Locate the line containing "[mark] the forehead" in the entries below, then retype it and every later line exactly, leaving out pictures.

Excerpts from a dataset
=======
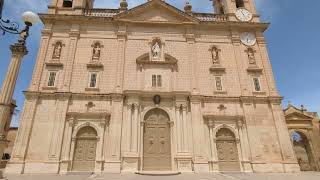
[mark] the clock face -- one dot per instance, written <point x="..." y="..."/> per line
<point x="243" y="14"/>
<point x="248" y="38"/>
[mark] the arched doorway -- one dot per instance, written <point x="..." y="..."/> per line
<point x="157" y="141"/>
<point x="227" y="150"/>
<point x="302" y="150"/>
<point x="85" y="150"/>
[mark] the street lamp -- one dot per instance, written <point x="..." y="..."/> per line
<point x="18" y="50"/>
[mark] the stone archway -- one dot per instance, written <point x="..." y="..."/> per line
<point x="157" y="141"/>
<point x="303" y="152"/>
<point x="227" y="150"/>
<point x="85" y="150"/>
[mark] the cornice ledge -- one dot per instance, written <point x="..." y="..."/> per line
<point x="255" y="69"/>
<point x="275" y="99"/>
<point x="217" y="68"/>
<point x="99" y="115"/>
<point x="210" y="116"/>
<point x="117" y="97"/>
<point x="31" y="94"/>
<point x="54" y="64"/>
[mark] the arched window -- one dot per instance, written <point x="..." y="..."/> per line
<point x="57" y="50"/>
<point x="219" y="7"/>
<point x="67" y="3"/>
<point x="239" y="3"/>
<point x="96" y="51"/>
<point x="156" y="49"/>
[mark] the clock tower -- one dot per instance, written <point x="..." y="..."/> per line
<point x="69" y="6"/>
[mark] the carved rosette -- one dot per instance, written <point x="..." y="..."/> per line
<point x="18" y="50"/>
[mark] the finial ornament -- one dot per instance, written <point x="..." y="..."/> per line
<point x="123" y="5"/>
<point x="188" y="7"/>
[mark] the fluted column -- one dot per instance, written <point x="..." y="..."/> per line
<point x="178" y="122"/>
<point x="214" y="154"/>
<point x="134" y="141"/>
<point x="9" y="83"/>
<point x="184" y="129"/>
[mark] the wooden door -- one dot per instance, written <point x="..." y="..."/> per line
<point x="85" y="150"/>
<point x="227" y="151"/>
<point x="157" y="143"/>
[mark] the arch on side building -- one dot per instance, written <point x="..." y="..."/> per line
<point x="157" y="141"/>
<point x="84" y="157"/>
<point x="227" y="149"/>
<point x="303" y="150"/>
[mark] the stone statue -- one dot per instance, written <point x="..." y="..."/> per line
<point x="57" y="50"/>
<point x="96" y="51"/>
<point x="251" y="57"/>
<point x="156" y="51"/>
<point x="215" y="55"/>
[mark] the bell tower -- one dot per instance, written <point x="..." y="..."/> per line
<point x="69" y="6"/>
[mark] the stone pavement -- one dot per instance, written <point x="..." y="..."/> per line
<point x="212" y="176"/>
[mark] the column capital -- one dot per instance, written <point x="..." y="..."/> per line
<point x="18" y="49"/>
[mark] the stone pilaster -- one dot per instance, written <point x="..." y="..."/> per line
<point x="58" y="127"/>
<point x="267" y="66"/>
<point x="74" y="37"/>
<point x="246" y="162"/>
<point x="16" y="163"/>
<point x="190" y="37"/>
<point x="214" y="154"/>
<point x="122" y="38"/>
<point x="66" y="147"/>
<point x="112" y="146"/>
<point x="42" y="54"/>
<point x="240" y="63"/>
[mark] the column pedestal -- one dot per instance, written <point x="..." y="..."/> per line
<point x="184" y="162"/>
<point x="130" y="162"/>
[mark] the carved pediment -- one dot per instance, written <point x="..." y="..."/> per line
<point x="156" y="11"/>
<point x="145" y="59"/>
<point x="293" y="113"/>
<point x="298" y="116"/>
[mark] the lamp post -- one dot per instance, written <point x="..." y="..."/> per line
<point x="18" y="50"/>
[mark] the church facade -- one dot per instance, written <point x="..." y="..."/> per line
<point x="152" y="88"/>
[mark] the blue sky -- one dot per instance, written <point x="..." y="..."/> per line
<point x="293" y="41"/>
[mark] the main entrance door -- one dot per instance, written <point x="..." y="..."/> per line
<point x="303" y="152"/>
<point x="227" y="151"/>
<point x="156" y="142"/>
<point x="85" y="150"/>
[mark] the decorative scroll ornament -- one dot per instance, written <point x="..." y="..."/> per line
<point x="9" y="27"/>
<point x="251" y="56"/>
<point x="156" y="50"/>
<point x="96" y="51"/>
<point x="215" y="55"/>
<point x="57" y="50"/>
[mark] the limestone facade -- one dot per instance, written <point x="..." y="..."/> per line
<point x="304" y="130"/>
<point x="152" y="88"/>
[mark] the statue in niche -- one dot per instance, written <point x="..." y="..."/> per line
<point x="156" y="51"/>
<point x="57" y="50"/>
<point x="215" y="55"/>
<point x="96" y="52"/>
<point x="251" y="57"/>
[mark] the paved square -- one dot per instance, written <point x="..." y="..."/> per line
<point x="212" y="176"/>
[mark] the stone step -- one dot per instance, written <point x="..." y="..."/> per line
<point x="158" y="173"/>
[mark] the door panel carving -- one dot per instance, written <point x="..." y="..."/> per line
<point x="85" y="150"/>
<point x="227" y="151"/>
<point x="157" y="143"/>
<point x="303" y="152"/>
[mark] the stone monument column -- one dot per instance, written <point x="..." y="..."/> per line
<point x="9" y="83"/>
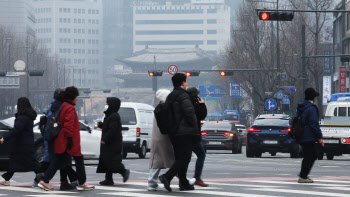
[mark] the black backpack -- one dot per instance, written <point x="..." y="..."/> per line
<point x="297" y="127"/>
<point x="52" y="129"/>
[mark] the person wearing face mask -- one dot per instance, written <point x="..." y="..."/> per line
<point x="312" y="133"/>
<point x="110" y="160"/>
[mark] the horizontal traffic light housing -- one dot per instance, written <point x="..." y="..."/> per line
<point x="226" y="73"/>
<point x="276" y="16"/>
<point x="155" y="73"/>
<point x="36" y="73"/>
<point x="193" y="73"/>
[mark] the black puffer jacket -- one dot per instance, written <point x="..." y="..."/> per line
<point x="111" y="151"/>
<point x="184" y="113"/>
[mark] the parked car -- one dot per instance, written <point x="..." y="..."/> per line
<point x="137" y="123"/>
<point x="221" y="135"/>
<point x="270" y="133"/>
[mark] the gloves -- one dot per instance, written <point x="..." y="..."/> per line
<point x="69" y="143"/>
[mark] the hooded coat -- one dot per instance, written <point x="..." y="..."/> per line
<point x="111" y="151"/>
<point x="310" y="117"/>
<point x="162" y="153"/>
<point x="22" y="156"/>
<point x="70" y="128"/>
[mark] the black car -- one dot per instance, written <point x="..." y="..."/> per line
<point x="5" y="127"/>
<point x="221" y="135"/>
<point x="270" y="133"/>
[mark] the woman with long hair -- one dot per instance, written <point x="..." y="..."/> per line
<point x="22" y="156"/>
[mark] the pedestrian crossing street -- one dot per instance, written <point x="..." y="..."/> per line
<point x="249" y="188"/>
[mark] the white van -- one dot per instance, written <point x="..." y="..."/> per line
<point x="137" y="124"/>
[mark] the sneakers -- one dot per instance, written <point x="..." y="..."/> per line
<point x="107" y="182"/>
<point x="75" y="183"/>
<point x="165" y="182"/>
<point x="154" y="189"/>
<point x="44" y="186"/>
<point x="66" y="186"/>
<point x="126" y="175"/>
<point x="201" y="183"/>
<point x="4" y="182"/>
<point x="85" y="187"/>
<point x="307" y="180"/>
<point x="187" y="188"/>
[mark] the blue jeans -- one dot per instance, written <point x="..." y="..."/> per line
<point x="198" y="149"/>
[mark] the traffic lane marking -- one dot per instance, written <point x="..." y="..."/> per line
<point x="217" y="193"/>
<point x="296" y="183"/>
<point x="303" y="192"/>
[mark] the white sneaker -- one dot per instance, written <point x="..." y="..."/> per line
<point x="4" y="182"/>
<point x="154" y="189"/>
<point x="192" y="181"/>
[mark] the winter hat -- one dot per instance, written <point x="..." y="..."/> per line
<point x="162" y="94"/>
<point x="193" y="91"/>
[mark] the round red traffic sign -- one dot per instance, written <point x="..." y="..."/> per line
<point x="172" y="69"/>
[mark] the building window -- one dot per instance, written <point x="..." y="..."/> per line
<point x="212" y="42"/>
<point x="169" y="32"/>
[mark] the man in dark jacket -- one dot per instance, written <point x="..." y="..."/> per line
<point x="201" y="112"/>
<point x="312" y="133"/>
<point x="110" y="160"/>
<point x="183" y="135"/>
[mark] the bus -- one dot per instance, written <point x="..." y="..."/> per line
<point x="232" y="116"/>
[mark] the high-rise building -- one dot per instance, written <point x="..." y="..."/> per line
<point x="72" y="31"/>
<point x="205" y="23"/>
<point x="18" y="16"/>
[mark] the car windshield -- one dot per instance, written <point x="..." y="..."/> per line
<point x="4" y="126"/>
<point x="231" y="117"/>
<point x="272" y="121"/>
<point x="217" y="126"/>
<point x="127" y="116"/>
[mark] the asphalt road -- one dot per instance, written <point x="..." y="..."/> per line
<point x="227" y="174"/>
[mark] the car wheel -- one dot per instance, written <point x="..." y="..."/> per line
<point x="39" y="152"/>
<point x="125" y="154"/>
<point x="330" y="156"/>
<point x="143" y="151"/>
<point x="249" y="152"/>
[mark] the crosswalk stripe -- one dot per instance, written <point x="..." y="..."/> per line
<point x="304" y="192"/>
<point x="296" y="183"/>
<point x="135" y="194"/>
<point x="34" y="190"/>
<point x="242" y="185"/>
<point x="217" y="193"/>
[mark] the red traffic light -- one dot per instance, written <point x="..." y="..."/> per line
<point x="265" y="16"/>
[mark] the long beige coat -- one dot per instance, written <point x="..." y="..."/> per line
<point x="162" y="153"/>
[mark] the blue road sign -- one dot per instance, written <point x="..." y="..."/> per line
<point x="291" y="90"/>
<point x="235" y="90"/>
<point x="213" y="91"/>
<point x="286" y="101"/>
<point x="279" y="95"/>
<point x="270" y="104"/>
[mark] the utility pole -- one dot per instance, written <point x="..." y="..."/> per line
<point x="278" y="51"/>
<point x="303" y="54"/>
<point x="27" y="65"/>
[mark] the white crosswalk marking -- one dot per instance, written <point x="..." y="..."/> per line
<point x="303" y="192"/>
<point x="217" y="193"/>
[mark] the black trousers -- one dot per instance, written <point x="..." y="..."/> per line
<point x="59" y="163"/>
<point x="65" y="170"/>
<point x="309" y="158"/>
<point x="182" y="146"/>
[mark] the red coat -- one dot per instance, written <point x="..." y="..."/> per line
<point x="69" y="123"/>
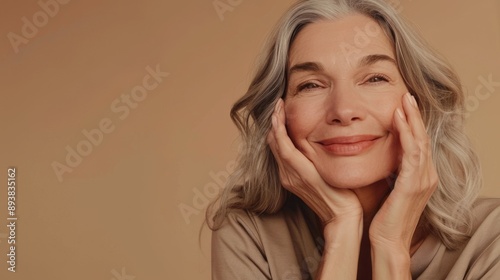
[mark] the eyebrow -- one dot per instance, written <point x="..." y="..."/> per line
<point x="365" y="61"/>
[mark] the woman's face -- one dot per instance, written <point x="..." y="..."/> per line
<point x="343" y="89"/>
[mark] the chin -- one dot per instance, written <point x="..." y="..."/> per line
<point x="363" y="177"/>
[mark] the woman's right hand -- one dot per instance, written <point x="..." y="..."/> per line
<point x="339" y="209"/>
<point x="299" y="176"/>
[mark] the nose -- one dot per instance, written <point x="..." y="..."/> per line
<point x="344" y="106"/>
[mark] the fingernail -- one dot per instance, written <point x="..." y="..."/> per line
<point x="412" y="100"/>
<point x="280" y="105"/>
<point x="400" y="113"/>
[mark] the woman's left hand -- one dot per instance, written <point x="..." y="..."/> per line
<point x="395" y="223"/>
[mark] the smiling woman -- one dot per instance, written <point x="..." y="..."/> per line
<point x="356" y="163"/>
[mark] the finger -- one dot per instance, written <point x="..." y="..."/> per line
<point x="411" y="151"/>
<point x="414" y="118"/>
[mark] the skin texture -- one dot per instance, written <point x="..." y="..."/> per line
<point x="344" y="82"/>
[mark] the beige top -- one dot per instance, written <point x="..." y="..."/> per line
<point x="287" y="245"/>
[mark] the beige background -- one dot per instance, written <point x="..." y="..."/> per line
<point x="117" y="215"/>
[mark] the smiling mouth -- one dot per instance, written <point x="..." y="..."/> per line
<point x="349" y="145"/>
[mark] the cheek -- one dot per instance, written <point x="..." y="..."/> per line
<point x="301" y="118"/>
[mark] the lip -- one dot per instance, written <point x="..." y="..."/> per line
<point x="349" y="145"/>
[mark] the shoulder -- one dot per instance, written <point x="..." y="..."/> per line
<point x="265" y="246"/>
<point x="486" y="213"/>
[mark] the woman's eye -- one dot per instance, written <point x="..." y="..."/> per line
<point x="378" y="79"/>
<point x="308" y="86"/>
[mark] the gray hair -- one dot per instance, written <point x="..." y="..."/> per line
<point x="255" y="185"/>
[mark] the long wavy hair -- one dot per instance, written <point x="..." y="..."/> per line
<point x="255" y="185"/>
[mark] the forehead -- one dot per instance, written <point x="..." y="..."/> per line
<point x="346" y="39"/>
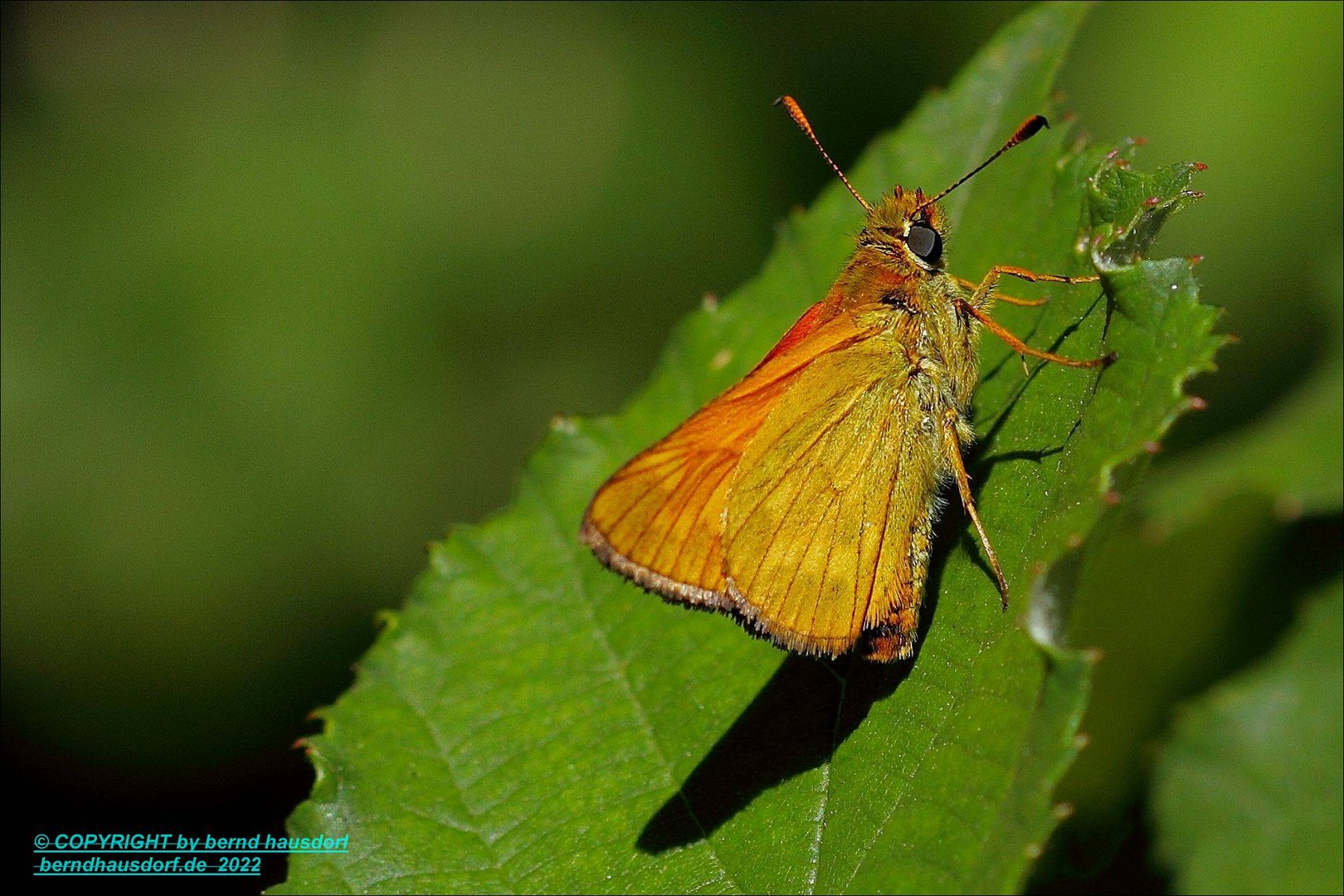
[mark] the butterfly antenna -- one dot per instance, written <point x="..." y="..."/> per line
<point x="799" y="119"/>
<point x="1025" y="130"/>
=======
» ANSWER TO THE PROBLEM
[mark] the forehead -- one dot per instance, written <point x="..." y="..."/> per line
<point x="346" y="39"/>
[mark] the butterfly antenna -- one dot per instance, written <point x="..." y="..."/> per line
<point x="799" y="119"/>
<point x="1025" y="130"/>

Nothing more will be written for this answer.